* [TO-DO LIST]:
- 1) Answer these questions from the piece on art and conspiracy theories:
(a) What is art, at its core, according to the piece?
(b) What is the title of the short film Brad Abrahams released?
(c) What job did David Dees once hold?
- 2) Copy word for word the stretch of the piece on art and conspiracy theories from "In the last" through "and fake news.".

* [READING PASSAGE]:
────────

In the last few years, much has been made of artists as moral agents, or the idea that artists, because of their standing and influence, maintain an obligation to enrich society through their works. If offensive art can inflict psychological pain, should certain subjects be verboten? How do you cover immoral art—or should you at all?

This gets to the heart of a problem facing society writ large: are ideas dangerous? Art, at its core, is an idea made manifest. But there are many different kinds of dangerous ideas we encounter every day. There is immoral art, yes, but there is also: offensive speech, inflammatory writing, classified information, and fake news.

One of the most interesting of all dangerous ideas—and something that encompasses all previous entries—is the conspiracy theory. Long misunderstood as the domain of cranks and kooks, conspiracy theories are, in fact, our common language. They’re in our media, on YouTube, in podcasts and on the radio; they’re even in our government. We all believe in some kind of conspiracy, whether it’s Russian microwave guns or Satanic cabals, yet conspiracy theories are among the most maligned of all the dangerous ideas.

What do we do with conspiracy theories? Do we ban them outright? What about conspiracy theorists? We recently spoke with Brad Abrahams, a documentarian who is trying to answer these questions through his art. Brad recently released the short film Do You See What I See? (2021) about conspiracy artist David Dees. Dees, a controversial figure both on and offline, has released art that is both wildly imaginative and wildly offensive, sometimes even bordering on hate speech. Abrahams created the film to understand how Dees, a one-time animator on Sesame Street, came to believe in the many strange ideas that proliferate in his art—and why conspiracy theories have taken over society.

────────

* [DATA SEGMENT]:
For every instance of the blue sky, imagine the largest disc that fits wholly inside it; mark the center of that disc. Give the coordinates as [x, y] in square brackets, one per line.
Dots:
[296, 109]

────────

* [TASK ANSWERS]:
- 1)
(a) An idea made manifest.
(b) Do You See What I See? (2021).
(c) He was an animator on Sesame Street.

- 2)
In the last few years, much has been made of artists as moral agents, or the idea that artists, because of their standing and influence, maintain an obligation to enrich society through their works. If offensive art can inflict psychological pain, should certain subjects be verboten? How do you cover immoral art—or should you at all?

This gets to the heart of a problem facing society writ large: are ideas dangerous? Art, at its core, is an idea made manifest. But there are many different kinds of dangerous ideas we encounter every day. There is immoral art, yes, but there is also: offensive speech, inflammatory writing, classified information, and fake news.